Rows taken from a pointing dataset:

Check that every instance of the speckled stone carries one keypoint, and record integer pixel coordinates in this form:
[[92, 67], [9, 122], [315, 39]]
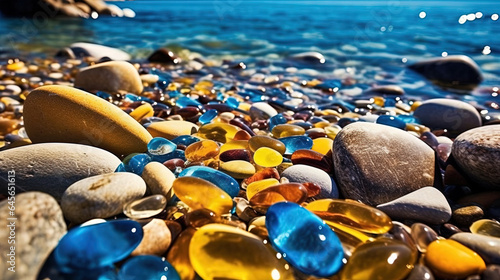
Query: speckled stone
[[111, 76], [477, 153], [377, 163], [38, 228], [101, 196]]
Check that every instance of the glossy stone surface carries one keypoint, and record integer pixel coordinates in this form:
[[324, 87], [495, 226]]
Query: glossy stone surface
[[97, 245], [198, 193], [381, 259], [309, 244], [450, 259], [146, 207], [148, 267], [224, 252], [218, 178], [267, 157], [356, 215]]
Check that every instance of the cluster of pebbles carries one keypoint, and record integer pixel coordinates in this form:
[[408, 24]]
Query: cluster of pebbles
[[188, 168]]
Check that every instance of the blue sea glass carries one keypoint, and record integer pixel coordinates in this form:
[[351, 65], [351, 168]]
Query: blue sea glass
[[218, 178], [161, 146], [208, 116], [98, 245], [148, 267], [304, 240], [294, 143], [391, 121]]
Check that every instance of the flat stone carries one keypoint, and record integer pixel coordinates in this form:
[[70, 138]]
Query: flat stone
[[52, 167], [111, 77], [377, 163], [477, 153], [426, 205], [453, 71], [454, 115], [65, 114], [486, 246], [101, 196], [38, 228]]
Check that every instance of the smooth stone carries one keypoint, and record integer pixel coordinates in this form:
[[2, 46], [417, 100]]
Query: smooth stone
[[38, 226], [487, 247], [99, 245], [262, 111], [148, 267], [427, 205], [99, 51], [52, 167], [304, 239], [111, 77], [376, 163], [159, 179], [101, 196], [453, 115], [451, 260], [172, 129], [381, 259], [156, 241], [225, 252], [453, 71], [477, 153], [69, 115], [300, 173]]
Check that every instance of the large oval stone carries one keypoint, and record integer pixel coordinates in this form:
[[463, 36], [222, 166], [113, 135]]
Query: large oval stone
[[101, 196], [65, 114], [52, 167], [36, 227], [477, 153], [111, 76], [377, 163], [453, 115]]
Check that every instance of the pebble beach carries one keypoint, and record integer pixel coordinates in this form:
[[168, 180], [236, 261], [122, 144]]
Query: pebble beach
[[176, 164]]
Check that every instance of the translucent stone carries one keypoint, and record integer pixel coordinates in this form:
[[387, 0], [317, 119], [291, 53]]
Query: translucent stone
[[223, 252], [381, 259], [423, 235], [148, 267], [202, 150], [486, 227], [161, 146], [97, 245], [352, 214], [294, 143], [304, 240], [292, 192], [220, 179], [198, 193], [146, 207], [267, 157]]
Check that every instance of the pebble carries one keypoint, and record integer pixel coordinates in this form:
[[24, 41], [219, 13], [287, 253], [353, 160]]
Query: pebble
[[148, 267], [111, 77], [427, 205], [290, 226], [65, 114], [487, 247], [37, 229], [453, 115], [223, 252], [376, 163], [477, 153], [52, 167], [156, 241], [300, 173], [101, 196], [451, 260]]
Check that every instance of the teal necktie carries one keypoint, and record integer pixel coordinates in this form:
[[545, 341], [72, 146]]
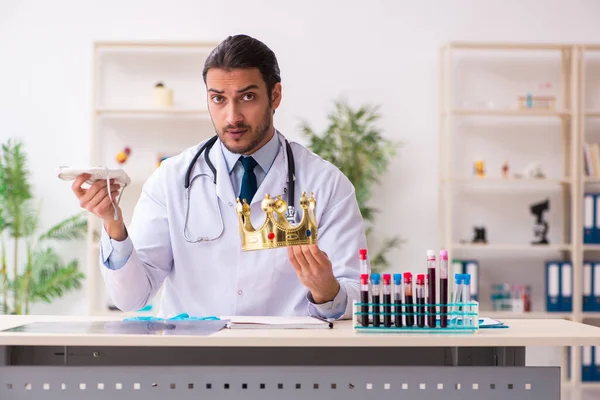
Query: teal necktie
[[249, 185]]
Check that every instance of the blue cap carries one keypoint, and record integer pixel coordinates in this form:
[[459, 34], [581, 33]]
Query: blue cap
[[467, 279], [375, 278]]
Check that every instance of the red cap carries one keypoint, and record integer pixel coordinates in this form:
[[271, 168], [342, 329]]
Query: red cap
[[364, 279], [387, 279], [362, 253]]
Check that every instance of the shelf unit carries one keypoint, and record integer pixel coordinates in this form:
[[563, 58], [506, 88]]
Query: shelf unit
[[123, 114], [569, 182]]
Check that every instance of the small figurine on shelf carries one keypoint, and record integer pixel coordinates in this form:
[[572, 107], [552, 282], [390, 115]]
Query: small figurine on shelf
[[479, 236], [505, 169], [479, 169], [123, 155], [540, 229], [163, 97]]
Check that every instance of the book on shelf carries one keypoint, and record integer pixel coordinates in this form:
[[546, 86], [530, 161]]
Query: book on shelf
[[591, 157]]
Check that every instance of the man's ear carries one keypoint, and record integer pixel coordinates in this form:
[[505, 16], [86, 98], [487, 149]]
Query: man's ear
[[276, 96]]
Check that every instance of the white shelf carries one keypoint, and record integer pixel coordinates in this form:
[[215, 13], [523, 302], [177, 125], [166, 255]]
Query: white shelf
[[500, 315], [510, 181], [510, 113], [511, 247], [152, 111]]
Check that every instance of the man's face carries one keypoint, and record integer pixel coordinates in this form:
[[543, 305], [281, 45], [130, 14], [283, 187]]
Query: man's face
[[238, 103]]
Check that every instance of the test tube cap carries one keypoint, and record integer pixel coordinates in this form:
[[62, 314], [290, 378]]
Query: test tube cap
[[387, 279], [458, 278], [364, 279], [362, 253], [466, 279], [375, 278]]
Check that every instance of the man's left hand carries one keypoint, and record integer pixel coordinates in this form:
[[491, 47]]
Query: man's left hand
[[315, 271]]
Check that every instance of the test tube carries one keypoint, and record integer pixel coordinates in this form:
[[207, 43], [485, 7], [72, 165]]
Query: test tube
[[466, 295], [364, 299], [398, 300], [431, 295], [457, 295], [420, 289], [410, 316], [444, 288], [387, 300], [375, 295]]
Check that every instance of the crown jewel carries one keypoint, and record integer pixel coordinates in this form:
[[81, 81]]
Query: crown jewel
[[276, 231]]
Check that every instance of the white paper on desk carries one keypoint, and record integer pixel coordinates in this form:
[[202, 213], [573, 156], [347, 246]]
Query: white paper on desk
[[252, 322]]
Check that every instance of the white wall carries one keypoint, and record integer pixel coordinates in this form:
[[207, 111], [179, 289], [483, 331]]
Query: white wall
[[368, 51]]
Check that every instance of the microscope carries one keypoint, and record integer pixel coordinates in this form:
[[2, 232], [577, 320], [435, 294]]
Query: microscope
[[540, 228]]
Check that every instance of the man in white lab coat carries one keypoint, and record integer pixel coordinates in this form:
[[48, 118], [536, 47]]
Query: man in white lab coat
[[216, 277]]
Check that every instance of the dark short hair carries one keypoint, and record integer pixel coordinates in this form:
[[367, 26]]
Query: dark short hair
[[243, 51]]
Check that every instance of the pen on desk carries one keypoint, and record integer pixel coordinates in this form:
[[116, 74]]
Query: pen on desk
[[364, 299], [398, 300], [410, 316], [420, 289], [387, 300], [375, 295], [431, 274], [444, 288]]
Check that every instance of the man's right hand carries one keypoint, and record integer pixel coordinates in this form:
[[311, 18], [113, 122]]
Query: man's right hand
[[95, 199]]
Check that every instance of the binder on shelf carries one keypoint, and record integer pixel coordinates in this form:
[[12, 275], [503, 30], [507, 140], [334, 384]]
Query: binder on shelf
[[589, 218], [566, 287], [587, 364], [553, 298], [596, 287], [588, 284]]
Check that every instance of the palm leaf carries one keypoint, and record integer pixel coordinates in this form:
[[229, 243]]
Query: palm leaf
[[74, 227]]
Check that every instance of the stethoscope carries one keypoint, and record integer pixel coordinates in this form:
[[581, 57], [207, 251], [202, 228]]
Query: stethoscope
[[290, 214]]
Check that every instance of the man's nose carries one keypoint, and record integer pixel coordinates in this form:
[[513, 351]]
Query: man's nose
[[234, 116]]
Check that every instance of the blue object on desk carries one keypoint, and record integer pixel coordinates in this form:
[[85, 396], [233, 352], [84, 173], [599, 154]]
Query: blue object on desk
[[180, 317]]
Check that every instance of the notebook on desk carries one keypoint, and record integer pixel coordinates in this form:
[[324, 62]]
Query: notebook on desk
[[252, 322]]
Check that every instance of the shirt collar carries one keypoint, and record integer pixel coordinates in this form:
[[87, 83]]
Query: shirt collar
[[263, 156]]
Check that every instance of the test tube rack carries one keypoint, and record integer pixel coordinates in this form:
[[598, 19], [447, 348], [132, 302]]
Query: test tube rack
[[461, 317]]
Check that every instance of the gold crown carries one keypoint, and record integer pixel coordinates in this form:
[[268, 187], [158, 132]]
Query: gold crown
[[277, 231]]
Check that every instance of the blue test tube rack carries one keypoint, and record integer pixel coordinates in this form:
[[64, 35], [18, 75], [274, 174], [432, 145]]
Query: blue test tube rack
[[462, 317]]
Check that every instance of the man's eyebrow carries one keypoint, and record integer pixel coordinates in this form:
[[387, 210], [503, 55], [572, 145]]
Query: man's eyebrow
[[247, 88]]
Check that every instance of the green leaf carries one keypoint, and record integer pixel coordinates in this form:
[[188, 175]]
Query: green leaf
[[74, 227]]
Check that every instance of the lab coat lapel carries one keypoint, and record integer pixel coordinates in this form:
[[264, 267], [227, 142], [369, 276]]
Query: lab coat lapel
[[224, 187], [275, 180]]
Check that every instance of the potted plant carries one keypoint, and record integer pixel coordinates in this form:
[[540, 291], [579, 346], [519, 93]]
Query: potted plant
[[355, 145], [37, 273]]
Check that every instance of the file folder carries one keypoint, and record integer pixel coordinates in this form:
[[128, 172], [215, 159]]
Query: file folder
[[553, 299], [596, 287], [588, 294], [587, 366], [566, 287], [589, 218]]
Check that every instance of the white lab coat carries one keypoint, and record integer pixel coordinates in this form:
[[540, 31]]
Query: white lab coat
[[217, 277]]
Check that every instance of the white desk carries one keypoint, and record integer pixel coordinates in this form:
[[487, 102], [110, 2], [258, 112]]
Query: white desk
[[292, 364]]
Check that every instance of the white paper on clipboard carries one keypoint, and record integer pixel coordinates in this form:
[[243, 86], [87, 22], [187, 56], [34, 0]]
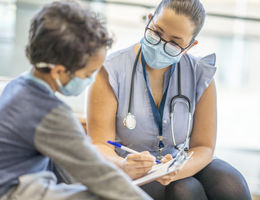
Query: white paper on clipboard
[[163, 169]]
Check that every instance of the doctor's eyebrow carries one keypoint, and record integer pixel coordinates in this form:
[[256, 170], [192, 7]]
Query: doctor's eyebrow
[[162, 31]]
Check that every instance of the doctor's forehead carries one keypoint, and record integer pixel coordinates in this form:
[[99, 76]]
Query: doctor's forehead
[[174, 25]]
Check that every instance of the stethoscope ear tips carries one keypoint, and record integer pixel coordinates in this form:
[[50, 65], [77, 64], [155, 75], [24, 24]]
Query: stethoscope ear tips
[[129, 121]]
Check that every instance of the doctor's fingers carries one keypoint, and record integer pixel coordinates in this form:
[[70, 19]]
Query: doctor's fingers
[[144, 156], [140, 164], [165, 180], [166, 158]]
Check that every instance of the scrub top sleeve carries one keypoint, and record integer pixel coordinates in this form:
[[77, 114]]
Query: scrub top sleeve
[[109, 66], [205, 72]]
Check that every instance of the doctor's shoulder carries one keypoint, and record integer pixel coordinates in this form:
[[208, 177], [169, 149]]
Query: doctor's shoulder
[[196, 62]]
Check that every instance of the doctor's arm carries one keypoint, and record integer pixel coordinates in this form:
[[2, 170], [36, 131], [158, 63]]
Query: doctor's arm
[[101, 127], [203, 136]]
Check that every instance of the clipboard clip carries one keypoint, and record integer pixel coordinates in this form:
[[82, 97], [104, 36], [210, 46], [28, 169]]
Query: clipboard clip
[[180, 159]]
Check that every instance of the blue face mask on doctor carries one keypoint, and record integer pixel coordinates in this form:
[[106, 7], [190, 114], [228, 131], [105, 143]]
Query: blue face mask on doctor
[[156, 57]]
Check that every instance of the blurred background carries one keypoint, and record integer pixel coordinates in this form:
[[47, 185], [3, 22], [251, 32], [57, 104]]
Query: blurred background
[[232, 31]]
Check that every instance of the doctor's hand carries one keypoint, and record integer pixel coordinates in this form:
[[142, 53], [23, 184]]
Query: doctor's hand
[[167, 179], [137, 165]]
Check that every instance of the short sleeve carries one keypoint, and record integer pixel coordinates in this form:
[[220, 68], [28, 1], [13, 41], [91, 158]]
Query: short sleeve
[[205, 72], [109, 66]]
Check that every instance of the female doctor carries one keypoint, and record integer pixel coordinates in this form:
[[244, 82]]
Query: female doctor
[[140, 87]]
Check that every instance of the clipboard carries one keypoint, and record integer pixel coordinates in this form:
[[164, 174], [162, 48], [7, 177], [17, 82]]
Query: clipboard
[[163, 169]]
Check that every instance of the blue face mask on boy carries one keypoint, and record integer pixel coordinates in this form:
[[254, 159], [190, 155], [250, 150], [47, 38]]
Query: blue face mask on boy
[[75, 86], [156, 57]]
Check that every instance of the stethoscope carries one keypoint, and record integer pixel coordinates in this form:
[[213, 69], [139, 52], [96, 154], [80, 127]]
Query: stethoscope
[[130, 121]]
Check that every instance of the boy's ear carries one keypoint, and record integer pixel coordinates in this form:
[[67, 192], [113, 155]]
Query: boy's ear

▸ Task requirements: Reproduce word for word the stretch of the material from the line containing "Check that every instance of the smooth" through the line containing "Query: smooth stone", with both of those lines included.

▸ Response to this exercise:
Check that every instance of the smooth stone carries one keypoint, and record integer pixel coordinates in this form:
[[2, 46], [417, 100]]
Query: smooth stone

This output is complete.